TASK STATEMENT:
Update the rows below by replacing "pixel coordinates" with "image coordinates" everywhere it appears, keeping everything else unchanged. Return all the rows without the pictures.

Pointing dataset rows:
━━━━━━━━━━━━━━━━━━━━
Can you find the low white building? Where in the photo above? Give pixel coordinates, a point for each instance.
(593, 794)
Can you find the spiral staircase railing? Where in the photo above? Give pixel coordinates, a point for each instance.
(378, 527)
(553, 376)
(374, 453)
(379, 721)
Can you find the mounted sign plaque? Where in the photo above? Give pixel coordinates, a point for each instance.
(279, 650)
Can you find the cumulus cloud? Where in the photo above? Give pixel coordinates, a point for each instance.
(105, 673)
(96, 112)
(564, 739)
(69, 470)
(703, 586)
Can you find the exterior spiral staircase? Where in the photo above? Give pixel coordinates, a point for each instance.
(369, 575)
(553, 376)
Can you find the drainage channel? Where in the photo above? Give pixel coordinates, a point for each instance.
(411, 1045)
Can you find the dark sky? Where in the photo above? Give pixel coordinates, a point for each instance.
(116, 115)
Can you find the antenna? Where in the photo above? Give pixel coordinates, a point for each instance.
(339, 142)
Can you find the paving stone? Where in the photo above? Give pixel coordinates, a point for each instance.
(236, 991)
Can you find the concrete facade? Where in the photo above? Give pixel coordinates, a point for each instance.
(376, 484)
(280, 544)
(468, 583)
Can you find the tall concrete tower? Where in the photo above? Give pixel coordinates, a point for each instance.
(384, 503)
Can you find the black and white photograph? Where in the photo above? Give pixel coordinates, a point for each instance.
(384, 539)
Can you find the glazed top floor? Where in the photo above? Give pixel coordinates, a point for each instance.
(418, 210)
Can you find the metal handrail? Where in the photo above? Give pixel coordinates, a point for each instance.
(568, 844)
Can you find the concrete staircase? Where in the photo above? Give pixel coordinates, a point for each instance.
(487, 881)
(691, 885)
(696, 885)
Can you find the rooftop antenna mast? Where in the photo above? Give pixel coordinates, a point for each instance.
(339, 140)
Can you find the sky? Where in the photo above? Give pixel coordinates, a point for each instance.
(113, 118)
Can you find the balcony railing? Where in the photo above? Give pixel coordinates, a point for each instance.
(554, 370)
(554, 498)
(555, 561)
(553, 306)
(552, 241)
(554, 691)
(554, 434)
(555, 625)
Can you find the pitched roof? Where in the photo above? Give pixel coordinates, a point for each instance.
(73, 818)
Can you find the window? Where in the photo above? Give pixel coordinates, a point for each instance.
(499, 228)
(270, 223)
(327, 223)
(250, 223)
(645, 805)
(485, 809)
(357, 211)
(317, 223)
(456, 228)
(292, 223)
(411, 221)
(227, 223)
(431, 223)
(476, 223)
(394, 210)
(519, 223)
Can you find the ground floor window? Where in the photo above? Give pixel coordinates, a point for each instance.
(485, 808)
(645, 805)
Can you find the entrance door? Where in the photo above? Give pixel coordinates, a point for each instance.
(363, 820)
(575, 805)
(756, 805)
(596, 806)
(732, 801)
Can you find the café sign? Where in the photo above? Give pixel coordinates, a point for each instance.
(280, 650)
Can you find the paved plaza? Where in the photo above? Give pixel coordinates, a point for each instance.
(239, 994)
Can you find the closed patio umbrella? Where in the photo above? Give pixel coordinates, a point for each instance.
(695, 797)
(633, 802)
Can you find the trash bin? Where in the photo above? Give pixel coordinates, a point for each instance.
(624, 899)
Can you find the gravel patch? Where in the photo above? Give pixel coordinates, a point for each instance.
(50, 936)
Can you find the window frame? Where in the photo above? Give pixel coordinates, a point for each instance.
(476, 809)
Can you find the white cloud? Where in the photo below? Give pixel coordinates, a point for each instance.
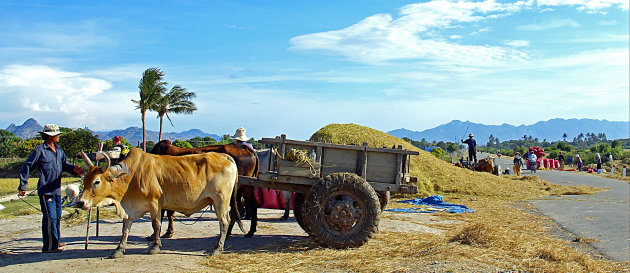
(517, 43)
(556, 23)
(50, 92)
(381, 38)
(589, 5)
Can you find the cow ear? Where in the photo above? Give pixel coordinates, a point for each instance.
(119, 170)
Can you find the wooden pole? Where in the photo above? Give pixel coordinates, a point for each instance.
(98, 213)
(87, 232)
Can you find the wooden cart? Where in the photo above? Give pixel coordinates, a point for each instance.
(339, 197)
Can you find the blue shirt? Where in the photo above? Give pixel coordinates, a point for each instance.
(50, 165)
(472, 144)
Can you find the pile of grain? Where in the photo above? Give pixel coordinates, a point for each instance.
(437, 176)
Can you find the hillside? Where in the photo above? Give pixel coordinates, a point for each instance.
(133, 135)
(435, 175)
(551, 130)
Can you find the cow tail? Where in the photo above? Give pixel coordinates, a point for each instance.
(235, 206)
(257, 164)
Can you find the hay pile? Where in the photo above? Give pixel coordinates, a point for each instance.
(437, 176)
(499, 236)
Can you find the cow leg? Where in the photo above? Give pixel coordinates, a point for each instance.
(170, 215)
(252, 209)
(287, 205)
(155, 248)
(221, 209)
(122, 245)
(152, 237)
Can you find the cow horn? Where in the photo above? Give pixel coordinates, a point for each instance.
(88, 162)
(109, 162)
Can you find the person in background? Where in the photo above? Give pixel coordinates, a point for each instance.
(532, 161)
(472, 148)
(598, 160)
(518, 162)
(561, 160)
(118, 151)
(51, 161)
(610, 157)
(241, 139)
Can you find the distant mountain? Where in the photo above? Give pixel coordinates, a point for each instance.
(132, 134)
(551, 130)
(28, 129)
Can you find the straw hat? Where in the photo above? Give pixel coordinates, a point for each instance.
(240, 135)
(51, 130)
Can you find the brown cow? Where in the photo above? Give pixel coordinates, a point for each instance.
(247, 163)
(144, 183)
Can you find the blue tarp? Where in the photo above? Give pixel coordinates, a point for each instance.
(429, 149)
(432, 204)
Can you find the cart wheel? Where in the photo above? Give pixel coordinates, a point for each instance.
(298, 204)
(341, 211)
(383, 199)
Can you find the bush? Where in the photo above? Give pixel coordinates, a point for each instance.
(181, 144)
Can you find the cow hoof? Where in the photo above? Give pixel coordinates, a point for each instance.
(213, 253)
(154, 250)
(115, 255)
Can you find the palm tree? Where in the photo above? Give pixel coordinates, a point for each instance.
(151, 89)
(177, 101)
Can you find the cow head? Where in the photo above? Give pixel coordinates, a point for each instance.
(161, 147)
(101, 185)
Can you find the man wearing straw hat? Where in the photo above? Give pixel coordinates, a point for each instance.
(51, 161)
(472, 148)
(240, 138)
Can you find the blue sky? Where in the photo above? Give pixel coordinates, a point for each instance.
(292, 67)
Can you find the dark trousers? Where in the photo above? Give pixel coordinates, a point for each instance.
(51, 210)
(472, 156)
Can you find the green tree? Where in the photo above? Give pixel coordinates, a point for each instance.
(76, 141)
(24, 148)
(150, 145)
(152, 87)
(200, 142)
(182, 143)
(177, 101)
(8, 143)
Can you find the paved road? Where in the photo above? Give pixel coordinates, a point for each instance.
(603, 216)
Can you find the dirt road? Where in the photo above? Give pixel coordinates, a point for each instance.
(20, 242)
(602, 216)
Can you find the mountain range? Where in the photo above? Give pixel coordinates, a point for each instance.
(551, 130)
(133, 135)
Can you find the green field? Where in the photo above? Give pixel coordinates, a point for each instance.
(9, 185)
(18, 207)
━━━━━━━━━━━━━━━━━━━━
EXERCISE ANSWER:
Can you find the low white building? Where in the photo above? Give image coordinates, a point for each instance.
(593, 794)
Can you find the spiral staircase railing? Where in the photo above? Give image coordinates, a point for each instance.
(378, 527)
(553, 376)
(374, 453)
(379, 721)
Can you find the mounted sign plaque? Where in the photo above? Give image coordinates, a point for each instance.
(279, 650)
Can you find the cumulus cloud? Where in the photo above? Give image coordinates, a point for each instance.
(105, 673)
(96, 112)
(564, 739)
(69, 470)
(703, 586)
Can you find the exterior spiral staircase? Where in the photo above? Give image coordinates, a point for each instance.
(369, 575)
(553, 376)
Can you find the drainage channel? Where in the photo above? Give image coordinates, a point for each instance.
(411, 1045)
Can you find the dark sky? Where in the photo above? Give image coordinates, a point for each instance.
(116, 115)
Can you find the antenna? Where in the photo above? Give image coordinates, a point for each instance.
(339, 142)
Can you find the paving stone? Where in the photo above? Give image coordinates, a point for each instance.
(236, 991)
Can you find the concrete facade? Where in the photo above? Give image coordinates, a point for each instance.
(376, 484)
(280, 544)
(468, 583)
Can you find the tall concrete tower? Where in the photo above? Give image coordinates, a point for each instance.
(384, 503)
Can you find the black and white photograph? Where in the photo above? Give image coordinates, a point for each instance.
(384, 539)
Can you find the glazed top floor? Where in the photo above? Give image coordinates, a point for each instance.
(418, 210)
Can you find the metal handrail? Where in the photo above? Give image coordinates, a point for each instance.
(568, 844)
Can you find the concrete staircase? Where in the photo above? Give image coordinates, a point for each instance.
(487, 881)
(691, 885)
(696, 885)
Can you find the rooftop antenna mast? Where in the photo above? Give image coordinates, a point for each instance.
(339, 140)
Can you find the sky? Where in the photo above? Give image coordinates, a point for each instance.
(113, 118)
Can you find the balcony railing? Where in the photo above? Give image coordinates, a point for each instance.
(554, 370)
(554, 498)
(555, 561)
(553, 306)
(552, 241)
(554, 691)
(554, 434)
(555, 625)
Can you find the pitched roof? Where in the photo above? Give image coordinates, a point for each instance.
(73, 818)
Can you find the window? Where in the photo above? Give image coordinates, a point for each instance.
(499, 228)
(270, 223)
(327, 223)
(250, 223)
(645, 805)
(485, 809)
(357, 211)
(317, 223)
(456, 228)
(292, 223)
(411, 221)
(227, 223)
(431, 223)
(476, 223)
(394, 210)
(519, 223)
Can you find the ground floor window? Where in the photo above? Give image coordinates, a point for each instance.
(485, 808)
(645, 805)
Can you find the entrance door? Where in the photo above? Give image coordinates, a point for each instance.
(363, 820)
(575, 805)
(756, 805)
(596, 806)
(732, 801)
Can you find the café sign? Where in the photo above? Give image coordinates, a point for each instance.
(280, 650)
Can you find the paved plaza? Where in the photo above? Give image coordinates, a point for each instance.
(239, 994)
Can you find the closed patio umbrella? Where in the photo above? Give image coordinates, a point for each instance.
(695, 797)
(633, 802)
Can you find the trash bin? Where in the photo above? Give image coordinates, a point for each instance.
(624, 899)
Can you find the gravel patch? Where in the photo above? Give image coordinates, a point for each instance.
(50, 936)
Can you find the window frame? Where in the photo above? Give image coordinates, a point for each instance.
(476, 809)
Can you find the white cloud? Where in the photo below? Give image coordinates, a point for each instance.
(517, 43)
(556, 23)
(50, 92)
(381, 38)
(589, 5)
Can you find the cow ear? Where in the photo above? Give image coordinates, a point for each instance.
(119, 170)
Can you find the wooden pole? Where in the photo above? Give image coordinates, a point for each instance.
(98, 213)
(87, 232)
Can you find the wooden cart? Where in the photo above? Give image coordinates, a point for each instance.
(339, 197)
Can you find the blue shirt? Where in the photo above? Give image coordinates, a point for each instance.
(50, 165)
(472, 144)
Can you find the pile of grain? Where in the photo above? Give image coordinates, a point for each instance.
(437, 176)
Can you find the hillside? Where in the photo above? Give image coordinates, a point for each instance.
(133, 135)
(435, 175)
(551, 130)
Can you find the cow tail? Where in the photo above? Give image coordinates, a point for each instance.
(235, 206)
(257, 164)
Can you find the hay pile? Where in the photo above? Give image coordinates, a point for each instance.
(437, 176)
(499, 236)
Can you find the cow leg? Where in the photo above? Give image coordinates, a point for each instance.
(170, 215)
(252, 209)
(287, 205)
(155, 248)
(221, 209)
(122, 245)
(152, 237)
Can you find the cow horn? Where in the photo above? Give image coordinates, a point for each instance.
(88, 162)
(109, 162)
Can you find the person in background? Where in the photo above? Give image coordinates, a point for each instance.
(532, 161)
(472, 148)
(598, 160)
(518, 162)
(561, 160)
(118, 151)
(51, 161)
(610, 157)
(241, 139)
Can you find the distant mountain? Where in the photo above? Give image coordinates, a point for each instance.
(132, 134)
(551, 130)
(28, 129)
Can you find the straw hat? Where in the photo above? Give image coordinates, a point for each instance.
(240, 135)
(51, 130)
Can you find the brown cow? Where in the photo above? Give image coordinates, a point for each instance.
(247, 163)
(144, 183)
Can you find the blue tarp? Where in the photo above? Give image coordinates, a point for each instance.
(429, 149)
(432, 204)
Can you find the cart wheel? Where in the photo above? Give image coordinates, a point for each instance.
(298, 204)
(341, 211)
(383, 199)
Can you find the bush? Where in the photo above? Give image coordinates, a point for each instance.
(181, 144)
Can you find the cow hoof? Where in the photo above? Give image coordinates, a point for each instance.
(213, 253)
(154, 250)
(115, 255)
Can you find the palm tree? Where in the photo above? Give image coordinates, a point for each instance.
(151, 89)
(177, 101)
Can you find the cow head? Where in the photo above? Give image coordinates, a point for each instance.
(161, 147)
(101, 185)
Can you find the man wearing straw hat? Where in the photo above? Give image coordinates, a point for each instance.
(51, 161)
(472, 148)
(240, 138)
Can you find the blue sky? Where in the photo above? Give image coordinates, a point for each instance.
(292, 67)
Can you find the dark trousers? Where in the photo above? Give image coordinates, a point for each instance.
(51, 210)
(472, 156)
Can you find the green tree? Where in the photo above? Give image coordinates, a point for each instance.
(76, 141)
(24, 148)
(150, 145)
(152, 87)
(200, 142)
(182, 143)
(177, 101)
(8, 143)
Can you find the paved road? Where in the photo above? Give image coordinates, a point for each instance.
(603, 216)
Can you find the dirt road? Where in the photo above? Give image coordinates, a point for each instance.
(20, 242)
(602, 216)
Can you find the mountain range? Where in the photo above? Give image coordinates, a point for each instance.
(551, 130)
(133, 135)
Can you find the green field? Where in the photo above? Give image coordinates, a point for each instance.
(9, 185)
(18, 207)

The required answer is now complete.